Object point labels
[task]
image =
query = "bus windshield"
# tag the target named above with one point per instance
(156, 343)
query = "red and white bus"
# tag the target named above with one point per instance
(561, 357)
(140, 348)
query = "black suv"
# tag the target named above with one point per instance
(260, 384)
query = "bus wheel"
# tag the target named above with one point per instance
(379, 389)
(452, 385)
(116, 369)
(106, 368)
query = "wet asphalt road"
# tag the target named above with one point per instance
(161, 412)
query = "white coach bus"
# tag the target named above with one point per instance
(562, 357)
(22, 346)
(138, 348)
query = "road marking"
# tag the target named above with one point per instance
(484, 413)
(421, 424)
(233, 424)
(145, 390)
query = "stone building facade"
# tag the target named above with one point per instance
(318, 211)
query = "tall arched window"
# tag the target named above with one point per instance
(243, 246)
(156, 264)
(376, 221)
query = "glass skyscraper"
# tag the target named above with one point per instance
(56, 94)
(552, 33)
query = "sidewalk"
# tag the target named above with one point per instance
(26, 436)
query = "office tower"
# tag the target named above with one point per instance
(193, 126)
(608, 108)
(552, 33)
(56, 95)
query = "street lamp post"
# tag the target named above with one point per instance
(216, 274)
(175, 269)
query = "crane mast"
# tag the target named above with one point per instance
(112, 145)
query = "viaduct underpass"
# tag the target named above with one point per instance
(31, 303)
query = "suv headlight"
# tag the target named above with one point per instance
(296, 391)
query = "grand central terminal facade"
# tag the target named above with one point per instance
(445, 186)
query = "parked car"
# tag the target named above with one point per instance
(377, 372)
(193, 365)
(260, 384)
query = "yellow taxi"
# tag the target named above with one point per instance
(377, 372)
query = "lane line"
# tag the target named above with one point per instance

--

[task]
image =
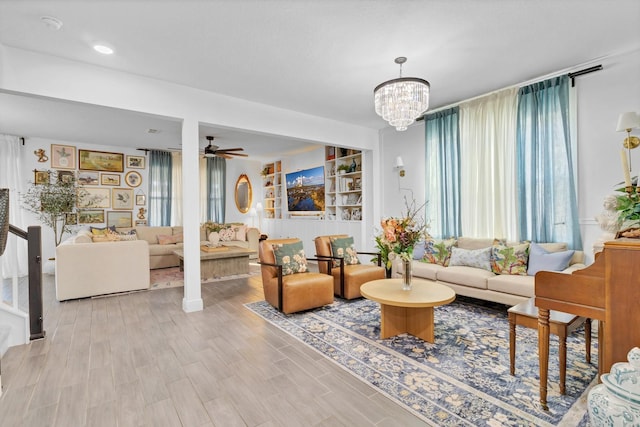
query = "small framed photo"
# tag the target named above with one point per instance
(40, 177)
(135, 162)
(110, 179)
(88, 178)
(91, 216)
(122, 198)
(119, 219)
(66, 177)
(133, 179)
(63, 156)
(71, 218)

[Work required] Please count the lines in the records above that contain the string "facade", matching case exactly, and reply with the number alone.

[Task result] 2